EXTRACTED TEXT =>
* * *

16 KiB

Датотека Пермалинк Blame Историја

Code Review -- AFASystems Presence

Date: 2026-03-11 Scope: All 4 services (bridge, server, decoder, location) and every internal package they depend on (~50 Go source files). Excluded: Security (authentication, authorization, TLS hardening) -- per agreement, the system will operate behind a firewall.

Production Readiness Rating: 5.5 / 10

Category	Score	Notes
Architecture & layout	8/10	Clean microservice split, standard Go project layout, good separation of concerns
Error handling	4/10	Multiple swallowed errors, panics instead of errors, `fmt.Println` in production paths
Resource management	4/10	HTTP response bodies leaked, no server timeouts, no request-size limits
Concurrency safety	5/10	Good use of `sync.RWMutex` in most places, but 2 confirmed race conditions
Observability	4/10	Structured logging is mostly in place, but no metrics, no tracing, health reporting has a memory leak
API design	6/10	Consistent response helpers, middleware chain present, but no input validation and mixed route naming
Testing	5/10	Good test structure and SQLite-based controller tests, but test code is stale and e2e is a stub
Operational readiness	5/10	Dockerfiles and compose exist, but no Makefile, no graceful shutdown timeout, `AutoMigrate` in production

Bottom line: The architecture is solid and the code is well-organized. The project needs a focused round of fixes on resource leaks, race conditions, error handling, and observability before it is production ready.

Critical Issues (Must Fix)

C1. HTTP response bodies are never closed

apiclient/auth.go, apiclient/data.go, and apiclient/utils.go read from res.Body but never call res.Body.Close(). Each leaked body holds an open TCP connection and file descriptor. Under sustained load this will exhaust the process’s file descriptor limit and crash the service.

// apiclient/auth.go -- current
res, err := client.Do(req)
if err != nil { ... }
var j response
json.NewDecoder(res.Body).Decode(&j) // Body never closed

// fix: add defer immediately after the error check
res, err := client.Do(req)
if err != nil { ... }
defer res.Body.Close()

The same pattern applies to every function in data.go (GetTrackers, GetGateways, GetTrackerZones, GetZones, InferPosition) and utils.go (getRequest -- the caller must close, or close inside).

C2. No HTTP server timeouts -- Slowloris vulnerability

internal/app/server/app.go:121-124:

a.Server = &http.Server{
    Addr:    a.Cfg.HTTPAddr,
    Handler: a.RegisterRoutes(),
}

No ReadTimeout, WriteTimeout, or IdleTimeout is set. A single malicious (or slow) client can hold a goroutine and connection indefinitely.

* * *

INFORMATION GIVEN =>
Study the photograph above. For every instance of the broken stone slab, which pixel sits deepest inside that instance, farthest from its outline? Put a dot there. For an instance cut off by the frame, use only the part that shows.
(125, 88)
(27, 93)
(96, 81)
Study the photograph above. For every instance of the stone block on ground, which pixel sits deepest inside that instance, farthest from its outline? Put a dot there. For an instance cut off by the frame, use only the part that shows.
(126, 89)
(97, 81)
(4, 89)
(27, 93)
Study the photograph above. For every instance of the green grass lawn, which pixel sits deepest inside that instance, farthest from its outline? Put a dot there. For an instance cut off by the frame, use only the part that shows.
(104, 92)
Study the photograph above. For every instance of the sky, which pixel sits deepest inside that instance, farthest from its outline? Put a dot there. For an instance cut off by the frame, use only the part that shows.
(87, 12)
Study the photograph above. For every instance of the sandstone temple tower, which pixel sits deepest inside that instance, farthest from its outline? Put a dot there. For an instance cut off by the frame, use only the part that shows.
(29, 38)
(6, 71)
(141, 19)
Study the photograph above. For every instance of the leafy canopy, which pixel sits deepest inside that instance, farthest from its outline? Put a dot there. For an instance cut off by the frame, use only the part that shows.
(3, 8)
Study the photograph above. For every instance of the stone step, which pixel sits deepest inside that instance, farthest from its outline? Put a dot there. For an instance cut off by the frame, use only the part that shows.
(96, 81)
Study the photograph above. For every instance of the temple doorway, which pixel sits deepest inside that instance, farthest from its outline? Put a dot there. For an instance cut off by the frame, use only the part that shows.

* * *

WHAT THIS EXERCISE ASKS =>
1 – In the code review, which three timeouts are missing from the HTTP server configuration?
2 – Locate each line of the entries that contains the word "lawn", and copy those lines.

TASK-BY-TASK SOLUTIONS =>
1 – ReadTimeout, WriteTimeout, and IdleTimeout.

2 –
Study the photograph above. For every instance of the green grass lawn, which pixel sits deepest inside that instance, farthest from its outline? Put a dot there. For an instance cut off by the frame, use only the part that shows.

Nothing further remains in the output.